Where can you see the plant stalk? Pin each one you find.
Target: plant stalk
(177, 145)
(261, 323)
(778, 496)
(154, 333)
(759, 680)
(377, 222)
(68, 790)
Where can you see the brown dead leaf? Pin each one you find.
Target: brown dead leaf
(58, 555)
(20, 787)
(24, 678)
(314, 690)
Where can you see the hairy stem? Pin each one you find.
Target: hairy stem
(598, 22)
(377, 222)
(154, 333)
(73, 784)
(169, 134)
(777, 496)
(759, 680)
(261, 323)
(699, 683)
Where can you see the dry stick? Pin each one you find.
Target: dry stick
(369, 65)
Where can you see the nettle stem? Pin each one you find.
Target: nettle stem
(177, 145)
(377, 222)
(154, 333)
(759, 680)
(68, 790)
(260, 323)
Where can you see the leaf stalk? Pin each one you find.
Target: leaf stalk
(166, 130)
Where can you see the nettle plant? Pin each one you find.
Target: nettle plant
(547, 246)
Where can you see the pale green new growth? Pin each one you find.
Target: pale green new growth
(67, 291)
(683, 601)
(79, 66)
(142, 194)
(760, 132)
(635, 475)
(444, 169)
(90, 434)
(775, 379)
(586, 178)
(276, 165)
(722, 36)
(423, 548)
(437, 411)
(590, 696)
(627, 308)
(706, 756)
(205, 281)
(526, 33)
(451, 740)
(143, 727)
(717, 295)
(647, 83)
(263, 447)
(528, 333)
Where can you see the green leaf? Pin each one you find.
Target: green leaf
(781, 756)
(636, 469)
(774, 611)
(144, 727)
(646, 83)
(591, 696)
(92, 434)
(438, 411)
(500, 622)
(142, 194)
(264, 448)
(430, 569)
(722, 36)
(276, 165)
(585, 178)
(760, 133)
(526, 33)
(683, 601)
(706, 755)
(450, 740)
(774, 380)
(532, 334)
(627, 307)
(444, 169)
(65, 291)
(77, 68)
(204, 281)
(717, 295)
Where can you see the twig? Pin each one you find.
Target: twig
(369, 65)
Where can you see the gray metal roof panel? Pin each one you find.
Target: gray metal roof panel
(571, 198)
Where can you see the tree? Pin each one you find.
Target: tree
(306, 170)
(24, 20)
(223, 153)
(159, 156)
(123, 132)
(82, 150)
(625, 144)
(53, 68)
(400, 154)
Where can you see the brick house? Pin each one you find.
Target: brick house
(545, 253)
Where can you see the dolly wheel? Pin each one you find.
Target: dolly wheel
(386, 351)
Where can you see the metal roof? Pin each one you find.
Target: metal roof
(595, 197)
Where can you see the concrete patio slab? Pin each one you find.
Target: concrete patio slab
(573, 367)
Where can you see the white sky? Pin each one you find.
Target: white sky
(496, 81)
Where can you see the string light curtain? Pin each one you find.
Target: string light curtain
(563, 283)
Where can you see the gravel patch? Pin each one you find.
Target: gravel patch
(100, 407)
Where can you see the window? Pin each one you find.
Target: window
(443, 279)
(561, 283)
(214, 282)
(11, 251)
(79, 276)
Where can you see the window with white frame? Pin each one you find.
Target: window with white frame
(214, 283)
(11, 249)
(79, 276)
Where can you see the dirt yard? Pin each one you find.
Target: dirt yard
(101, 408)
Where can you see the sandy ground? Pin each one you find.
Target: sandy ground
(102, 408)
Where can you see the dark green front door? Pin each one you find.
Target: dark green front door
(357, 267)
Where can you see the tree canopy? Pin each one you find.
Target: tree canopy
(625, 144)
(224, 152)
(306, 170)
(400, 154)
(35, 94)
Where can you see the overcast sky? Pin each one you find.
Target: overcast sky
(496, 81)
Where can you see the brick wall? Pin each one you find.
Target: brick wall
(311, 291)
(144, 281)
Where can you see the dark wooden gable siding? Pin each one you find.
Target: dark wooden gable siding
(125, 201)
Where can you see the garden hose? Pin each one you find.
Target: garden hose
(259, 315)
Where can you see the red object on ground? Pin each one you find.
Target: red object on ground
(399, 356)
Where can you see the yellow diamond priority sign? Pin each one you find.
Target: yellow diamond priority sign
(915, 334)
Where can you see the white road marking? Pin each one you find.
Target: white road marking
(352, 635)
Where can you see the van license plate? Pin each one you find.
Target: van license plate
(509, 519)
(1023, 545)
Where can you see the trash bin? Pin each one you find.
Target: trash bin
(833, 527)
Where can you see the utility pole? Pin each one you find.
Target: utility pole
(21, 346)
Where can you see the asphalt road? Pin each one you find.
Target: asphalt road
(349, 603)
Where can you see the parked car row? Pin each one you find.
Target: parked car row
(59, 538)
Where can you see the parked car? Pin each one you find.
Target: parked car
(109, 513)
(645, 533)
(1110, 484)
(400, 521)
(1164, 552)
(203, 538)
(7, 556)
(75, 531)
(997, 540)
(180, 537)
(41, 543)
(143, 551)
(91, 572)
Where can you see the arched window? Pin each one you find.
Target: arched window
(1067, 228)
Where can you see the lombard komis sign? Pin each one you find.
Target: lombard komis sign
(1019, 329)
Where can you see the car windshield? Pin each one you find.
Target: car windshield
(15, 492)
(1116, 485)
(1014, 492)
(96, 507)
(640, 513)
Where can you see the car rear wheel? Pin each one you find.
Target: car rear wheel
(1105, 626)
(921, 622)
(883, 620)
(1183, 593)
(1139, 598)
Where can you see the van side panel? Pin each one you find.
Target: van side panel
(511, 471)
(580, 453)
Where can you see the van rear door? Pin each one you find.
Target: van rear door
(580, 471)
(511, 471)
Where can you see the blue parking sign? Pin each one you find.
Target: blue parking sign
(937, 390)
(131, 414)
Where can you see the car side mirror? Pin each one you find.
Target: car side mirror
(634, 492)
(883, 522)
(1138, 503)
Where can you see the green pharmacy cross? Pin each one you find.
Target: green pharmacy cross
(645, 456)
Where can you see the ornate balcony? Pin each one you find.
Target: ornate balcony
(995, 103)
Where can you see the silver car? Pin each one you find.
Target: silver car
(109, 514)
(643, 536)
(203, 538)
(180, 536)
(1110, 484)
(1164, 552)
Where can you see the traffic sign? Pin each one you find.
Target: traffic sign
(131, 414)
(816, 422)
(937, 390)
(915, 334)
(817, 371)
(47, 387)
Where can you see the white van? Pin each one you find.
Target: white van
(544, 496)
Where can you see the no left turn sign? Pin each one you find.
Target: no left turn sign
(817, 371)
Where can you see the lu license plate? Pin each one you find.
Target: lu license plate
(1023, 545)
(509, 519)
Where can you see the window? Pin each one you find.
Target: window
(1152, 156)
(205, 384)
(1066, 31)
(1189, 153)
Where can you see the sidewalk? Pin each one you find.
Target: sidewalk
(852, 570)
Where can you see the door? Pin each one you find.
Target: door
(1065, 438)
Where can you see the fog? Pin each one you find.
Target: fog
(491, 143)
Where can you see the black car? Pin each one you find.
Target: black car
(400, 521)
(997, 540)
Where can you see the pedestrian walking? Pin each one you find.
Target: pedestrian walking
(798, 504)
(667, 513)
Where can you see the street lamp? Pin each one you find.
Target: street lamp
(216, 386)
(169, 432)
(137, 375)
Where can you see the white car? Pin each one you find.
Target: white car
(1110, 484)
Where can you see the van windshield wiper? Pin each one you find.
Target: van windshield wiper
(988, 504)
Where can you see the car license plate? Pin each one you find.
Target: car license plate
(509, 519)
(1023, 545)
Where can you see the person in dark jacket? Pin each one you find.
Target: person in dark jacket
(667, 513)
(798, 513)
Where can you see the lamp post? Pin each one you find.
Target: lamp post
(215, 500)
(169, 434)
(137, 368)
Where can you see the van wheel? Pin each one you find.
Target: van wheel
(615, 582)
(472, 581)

--*--

**PROBLEM**. Recast all of the items above as a two-column CSV with the headers "text" and "answer", one row per item. Put each item's text and its answer in separate quoted fields, and replace any line breaks with spaces.

**ANSWER TO THIS EXERCISE**.
text,answer
"Where can you see the plant stalk? Pin each one you find. Target: plant stalk","(177, 145) (261, 323) (778, 496) (154, 333) (759, 680) (377, 222) (68, 790)"
"Where can you see the brown dead leaf? Pin each one you find. Target: brown dead leaf","(58, 555) (20, 787) (24, 678) (314, 690)"
"Where can you see the hairy stem? Pin each one you find. Target: hairy stem","(598, 22) (377, 222) (154, 333) (73, 784) (169, 134) (777, 496) (759, 680) (261, 323) (699, 683)"
"Where can you see the dry stick? Pin each one you find. Target: dry stick","(369, 65)"
"Where can you see the nettle stem? Pin each one you find. Target: nettle stem","(177, 145) (377, 222) (154, 333) (759, 680) (68, 790) (260, 323)"
"Where can you see the leaf stalk? Pin each one you find. Target: leaf stalk","(166, 130)"
"Where can you see the nettle plant? Pin each one you find. Target: nettle plant","(547, 246)"
"Where can you see the pale green new growth? Pin each one you find. Target: pale green new growth","(67, 291) (683, 601) (79, 66) (142, 194) (760, 132) (635, 475) (444, 169) (90, 434) (775, 379) (586, 178) (276, 165) (722, 36) (423, 548) (437, 411) (590, 696) (627, 308) (706, 756) (205, 281) (526, 33) (451, 740) (143, 727) (717, 295) (647, 83) (263, 447) (528, 333)"
"Where can you see the green leaf? Pin each one you find. Target: green leaf","(781, 756) (636, 469) (774, 611) (144, 727) (646, 83) (591, 696) (92, 434) (438, 411) (500, 622) (142, 194) (264, 448) (430, 569) (722, 36) (276, 165) (585, 178) (760, 133) (526, 33) (683, 601) (706, 755) (450, 740) (774, 380) (532, 334) (627, 307) (444, 169) (65, 291) (77, 68) (204, 281) (717, 295)"
"Where can you see the twig? Pin each one you find. Target: twig","(369, 65)"
"Where can you see the gray metal roof panel? Pin each one you find. Target: gray metal roof panel","(571, 198)"
"Where can you see the tree? Pin each one you find. Target: tree","(306, 170) (24, 20) (223, 153) (159, 156) (123, 132) (82, 150) (625, 144) (53, 68) (400, 154)"
"Where can you see the brick house? Pin each one you find. Target: brick house","(545, 253)"
"Where can you see the dolly wheel? Pin each one you find. Target: dolly wheel","(386, 351)"
"Where can you see the metal roof? Pin each one you find. Target: metal roof","(595, 197)"
"Where can you see the concrete patio slab? Pin each one you find. Target: concrete patio slab","(573, 367)"
"Where can you see the white sky? Pin each one you find. Target: white sky","(496, 81)"
"Where can you see the string light curtain? Pin each one you find. Target: string light curtain","(563, 283)"
"Where can you see the gravel patch? Pin each one you find. Target: gravel patch","(100, 407)"
"Where can you see the window? Pin each one you find. Target: window","(443, 279) (561, 283) (214, 282) (11, 251) (79, 276)"
"Where can you see the window with white frame? Pin each one you find. Target: window with white frame","(214, 283) (11, 249) (79, 276)"
"Where can you see the dirt yard? Pin each one you find. Target: dirt yard","(101, 408)"
"Where can you see the sandy ground? Pin each one you find. Target: sandy ground","(102, 408)"
"Where can you see the dark green front door? Pin each one you find. Target: dark green front door","(357, 267)"
"Where can you see the tree canopy? Pin each one you find. Target: tree canopy","(625, 144) (224, 152) (306, 170) (400, 154) (35, 94)"
"Where can you see the overcast sky? Pin each one you find. Target: overcast sky","(496, 81)"
"Where can you see the brick wall? Pin each one you find. Target: brick wall","(311, 291) (144, 281)"
"Where can you see the dark wooden gable siding? Pin each one you find. Target: dark wooden gable siding","(125, 201)"
"Where can you see the garden hose? Pin each one you find. Target: garden hose","(259, 315)"
"Where can you see the red object on ground? Pin each one you find. Target: red object on ground","(399, 356)"
"Where can you see the yellow diamond priority sign? Pin each one you find. Target: yellow diamond priority sign","(915, 334)"
"Where can you see the white road marking? Pin each one you find. Target: white road marking","(352, 635)"
"Where can you see the van license plate? Pin each one you find. Target: van license plate","(509, 519) (1023, 545)"
"Where can you see the trash bin? Pin each one you find. Target: trash bin","(833, 527)"
"Where can you see the utility pole? Pin each one you find. Target: utility pole","(21, 346)"
"Where can you see the asphalt road? Pin each one you find. Target: asphalt road","(349, 603)"
"Where can you see the parked car row? Pin each one you find. Target: parked car row","(59, 538)"
"Where can you see the parked car? Pin each one you find. Target: parked car","(109, 513) (645, 533) (1110, 484) (400, 521) (1164, 552) (203, 538) (7, 556) (75, 531) (997, 540) (180, 537) (41, 543) (143, 551) (91, 572)"
"Where can you see the arched window? Pin each one you find. Target: arched window","(1067, 228)"
"Where can you see the lombard komis sign? Pin each one you find. Target: lombard komis sign","(1019, 329)"
"Where can you see the car windshield? Pin each one you find. Target: car windshield","(15, 492) (1116, 485) (1014, 492) (96, 507) (640, 513)"
"Where can you see the car rear wheel? Pin each one you find. Target: car rear wheel","(1105, 626) (921, 622) (883, 620) (1183, 593) (1139, 598)"
"Where can you see the van side panel? Pin each one you find. Target: van side panel","(511, 471) (580, 453)"
"Where can you see the van rear door? Pin each one you find. Target: van rear door","(580, 471) (511, 471)"
"Where can you see the blue parking sign? Pin each one you find. Target: blue parking sign","(937, 390) (131, 414)"
"Where can you see the car side mirror? Pin each one you find. Target: car side mirror","(634, 492) (883, 522) (1138, 503)"
"Where can you see the green pharmacy cross? Pin each one you find. Target: green pharmacy cross","(645, 456)"
"Where can you see the ornate balcony? Pin each one you find. Target: ornate balcony","(995, 103)"
"Where can you see the silver car? Pin each one you find. Target: silver car","(109, 514) (643, 536) (203, 538) (180, 536) (1110, 484) (1164, 552)"
"Where can you see the traffic sign? Pin each one you find. Target: traffic sign","(131, 414) (816, 422) (937, 390) (915, 334) (817, 371) (47, 387)"
"Where can you see the white van? Pin each one you find. Target: white van","(544, 496)"
"Where can you see the no left turn sign? Pin each one you find. Target: no left turn sign","(817, 371)"
"Where can you see the lu license plate? Pin each one you find. Target: lu license plate","(1023, 545) (509, 519)"
"Where can you see the window? Pin each one you find. Target: window","(1152, 156) (205, 384) (1066, 31) (1189, 153)"
"Where can you see the sidewalk? Pin each one you find. Target: sidewalk","(852, 570)"
"Where can you see the door? Pin each one you find. Target: door","(1065, 438)"
"Where can you see the fog? Pin each one you find. Target: fog","(491, 143)"
"Where can you see the black car? Pin each one you find. Target: black car","(400, 521) (997, 540)"
"Where can you see the pedestrian walking? Pin each one you find. Target: pedestrian walking","(798, 504) (667, 513)"
"Where can you see the street lamp? Pin each one you find. Target: street lamp","(216, 386) (169, 432) (137, 375)"
"Where can you see the white car? Pin each one you find. Target: white car","(1110, 484)"
"Where can you see the van windshield wiper? Pin each one you find. Target: van windshield wiper","(988, 504)"
"Where can you see the car license plate? Pin each one you find. Target: car license plate","(509, 519) (1023, 545)"
"Where can you see the person in dark jacket? Pin each one you find. Target: person in dark jacket","(667, 513) (798, 513)"
"Where can you see the lamp post? Pin each one you find. Target: lamp post","(215, 500) (169, 434) (137, 368)"
"Where can you see the van wheel? Pin each one you find. Target: van wheel","(615, 582) (472, 581)"